▶ [Задачи для решения]:
(1) Перепишите фрагмент отрывка о писателях 1920-х годов, всё от «Как и остальных» до «Б.Л.Пастернака представляется нескончаемым.» включительно, поставив «уральские земли» вместо «сибирские земли».
(2) Согласуются ли с отрывком о писателях 1920-х годов следующие утверждения? Для каждого ответьте «да» или «нет» и приведите решающие слова текста в точной цитате.
(a) Наталья Громова характеризует 20-е годы как страх не попасть в ногу с новым временем.
(b) В «Докторе Живаго» поезд мчался в сторону Москвы.
(c) К концу третьего десятилетия прошлого века разочарование в происходящем ослабевает.
(3) Напишите продолжение отрывка о писателях 1920-х годов, начав сразу после его последнего предложения.

▶ [Выбранный отрывок]:
Как и остальных представителей интеллигентских слоев, их ощутимо пытались приструнить и втолковать им необходимость молчаливого и покорного, но не всегда приемлемого для них смирения. Не должен был Б.Л.Пастернак в своем «Докторе Живаго» упоминать какие-либо военные факты и детально перечислять остававшиеся за окнами поезда убогие и изглоданные станции. Поезд ведь мчался в сибирские земли, к которым пыталась приучить себя его любимая женщина, утешавшаяся красотами этих степей. Переселяли эту семью из столицы и предупреждали не называть имен, поскольку ожидало их еще другое, последующее переселение. И этот заколдованный круг в отчаянии Б.Л.Пастернака представляется нескончаемым.
Необходимо отметить, что в реальности любое десятилетие глазами и душами людей мыслящих имеет череду своих препитий и несчастий. Одной из таковых является несогласование времен с сопровождающими их цивилизационными факторами. Именно он наиболее активен в первые десятилетия ХХ в. «Произведения художественной литературы и искусства – важный источник для понимания менталитета времени их создания <... > и для знания конкретных «исторических обстоятельств», особенно быта <...> тем самым художественная литература и искусство приобретают значение источников, важных для историографических наблюдений» [4, с. 234]. 20-е годы тем самым публицист уже нового века Наталья Громова обозначает как «страх не попасть в ногу с новым временем» [5], который заставляет, казалось бы, уверенного в себе Вл.Маяковского изнемогать от того, «что время уходит, а он никак не попадет с ним в такт. Казалось бы, он сам его создавал! Этот страх – не успеть – мучил большинство писателей» [5].
Порой разномерно расшифровываемые авторами ценностные доминанты плотно переплетаются со многими сознательными и волевыми недрами человека. К таковым относим общественные кругозоры, общественные нужды, общественные трактаты. Третье десятилетие прошлого века располагает еще некой паутиной надежд и сеткой усилий встроиться в коллективный отряд. Однако в конце данного десятилетия усиливается разочарование в происходящем, что не могло не случиться при виде тюремных ужасов. Причем трепет оказывается не только физиологическим, но и виртуальным.

▶ [Хранимые записи]:
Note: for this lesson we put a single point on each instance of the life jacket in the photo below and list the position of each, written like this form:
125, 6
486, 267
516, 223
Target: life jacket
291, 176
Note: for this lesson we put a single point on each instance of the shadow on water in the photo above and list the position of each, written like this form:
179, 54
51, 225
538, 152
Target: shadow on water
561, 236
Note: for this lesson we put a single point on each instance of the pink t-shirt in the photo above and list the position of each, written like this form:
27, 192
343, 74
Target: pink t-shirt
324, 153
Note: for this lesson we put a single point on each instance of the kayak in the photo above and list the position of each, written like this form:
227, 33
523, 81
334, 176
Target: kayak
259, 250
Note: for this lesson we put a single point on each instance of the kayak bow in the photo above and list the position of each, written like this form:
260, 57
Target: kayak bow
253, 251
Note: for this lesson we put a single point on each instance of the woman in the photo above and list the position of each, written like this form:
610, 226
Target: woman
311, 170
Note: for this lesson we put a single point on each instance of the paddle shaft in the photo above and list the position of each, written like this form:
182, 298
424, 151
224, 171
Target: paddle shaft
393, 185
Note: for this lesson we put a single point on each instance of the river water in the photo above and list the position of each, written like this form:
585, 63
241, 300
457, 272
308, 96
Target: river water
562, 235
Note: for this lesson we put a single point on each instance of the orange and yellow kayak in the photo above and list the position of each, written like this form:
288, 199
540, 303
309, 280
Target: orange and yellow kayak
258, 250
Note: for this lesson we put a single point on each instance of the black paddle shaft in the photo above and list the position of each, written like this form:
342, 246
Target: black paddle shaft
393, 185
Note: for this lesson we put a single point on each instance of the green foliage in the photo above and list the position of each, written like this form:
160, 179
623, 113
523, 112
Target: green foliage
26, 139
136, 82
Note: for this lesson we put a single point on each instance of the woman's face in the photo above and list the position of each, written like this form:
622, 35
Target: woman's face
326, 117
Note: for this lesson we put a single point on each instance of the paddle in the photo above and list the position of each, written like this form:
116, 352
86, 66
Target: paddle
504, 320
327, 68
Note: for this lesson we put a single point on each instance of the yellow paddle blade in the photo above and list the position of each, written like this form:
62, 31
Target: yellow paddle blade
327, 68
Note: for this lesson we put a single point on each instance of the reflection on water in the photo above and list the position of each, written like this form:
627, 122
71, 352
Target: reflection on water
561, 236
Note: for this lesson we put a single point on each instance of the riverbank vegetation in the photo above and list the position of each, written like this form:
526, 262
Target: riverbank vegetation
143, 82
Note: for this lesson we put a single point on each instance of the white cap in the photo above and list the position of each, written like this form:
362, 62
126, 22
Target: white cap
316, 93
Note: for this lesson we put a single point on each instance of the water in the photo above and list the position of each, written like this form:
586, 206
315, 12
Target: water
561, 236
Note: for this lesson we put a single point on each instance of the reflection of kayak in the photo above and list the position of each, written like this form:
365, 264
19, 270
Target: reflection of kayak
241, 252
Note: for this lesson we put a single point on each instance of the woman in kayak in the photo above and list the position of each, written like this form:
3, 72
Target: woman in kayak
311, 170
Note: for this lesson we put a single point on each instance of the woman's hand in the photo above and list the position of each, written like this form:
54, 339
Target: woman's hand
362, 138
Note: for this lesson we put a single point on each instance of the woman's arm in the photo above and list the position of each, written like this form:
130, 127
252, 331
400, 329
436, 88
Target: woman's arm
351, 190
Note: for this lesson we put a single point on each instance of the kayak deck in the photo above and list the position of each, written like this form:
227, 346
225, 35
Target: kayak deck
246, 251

▶ [Результаты]:
(1)
Как и остальных представителей интеллигентских слоев, их ощутимо пытались приструнить и втолковать им необходимость молчаливого и покорного, но не всегда приемлемого для них смирения. Не должен был Б.Л.Пастернак в своем «Докторе Живаго» упоминать какие-либо военные факты и детально перечислять остававшиеся за окнами поезда убогие и изглоданные станции. Поезд ведь мчался в уральские земли, к которым пыталась приучить себя его любимая женщина, утешавшаяся красотами этих степей. Переселяли эту семью из столицы и предупреждали не называть имен, поскольку ожидало их еще другое, последующее переселение. И этот заколдованный круг в отчаянии Б.Л.Пастернака представляется нескончаемым.

(2)
(a) Да: «20-е годы тем самым публицист уже нового века Наталья Громова обозначает как „страх не попасть в ногу с новым временем“».
(b) Нет: «Поезд ведь мчался в сибирские земли».
(c) Нет: «в конце данного десятилетия усиливается разочарование в происходящем».

(3)
Действовавшие в литературе авторы пытались убедиться сами и убедить других: советские люди продолжают праведную битву на благо триумфа добра, в приоритет созидательной жизни, тем самым они своей активностью побуждали солдата и передовика производства к схватке с наступающим немцем и с наступающим голодом. Люди опасаются бесед со следователем, однако еще страшнее для них массивное чудище репрессий, захватывающее их во весь оборот. Есть идущий из-за границы враг, но еще страшнее для них наступления «знающего тебя соседа» и «родного тебе государства», – признается в «Докторе Живаго» Б.Л.Пастернак. Как откликается на происходящее О.Ф.Берггольц в одной из своих дневниковых цитат: «Ничтожность и никчемность личных усилий – вот что еще дополнительно деморализует... Нам сказали – «создайте в домах группы в помощь НКВД, чтоб вылавливать шептунов и паникеров». Еще одно «мероприятие»! Это вместо того, чтоб честно обратиться к народу и вышестоящим людям и объяснить что к чему. Э-эх! Но все-таки сдаваться нельзя! Собственно, меня не немцы угнетают, а наша собственная растерянность, неорганизованность, наша срамота...» [1]. Одновременно была еще и ее лирическая повесть «Дневные звезды» (1959). Здесь обвинения в виновности тоже обволакиваются непреодолимым трепетом, если число уведенных в тюремные застенки умножается теми, о ком она уверена: нет вины, не совершал. Как утверждаем мы в одной из работ нашего времени, предпочитаемый автором в «Дневных звездах» жанр трудно обозначить терминологически. «Это отнюдь не воспоминания, как принято считать, и не только автобиографическая повесть» [7, с. 20]. Это есть непосредственно тот жанровый подвид, в коем лирическое и эпическое сочетаются, словно созвучие могучих потоков. Они нередко сливаются друг с другом, причем превалирование одного из них свидетельствует о преимуществе определенного исследовательского приоритета в авторских мыслях. Ольга Берггольц не ставит задачу рисовать свою жизнь в ее плавной последовательности. Она пишет не столько автобиографию, сколько «главную книгу» своей жизни. В такой «главной книге» должны быть очерчены только узловые, поворотные моменты жизни, самые сокровенные чувства и мысли. Фактически «Дневные звезды» не что иное, как развернутый манифест лирического искусства, свод положений и принципов, раскрывающих самую сущность лирического охвата действительности.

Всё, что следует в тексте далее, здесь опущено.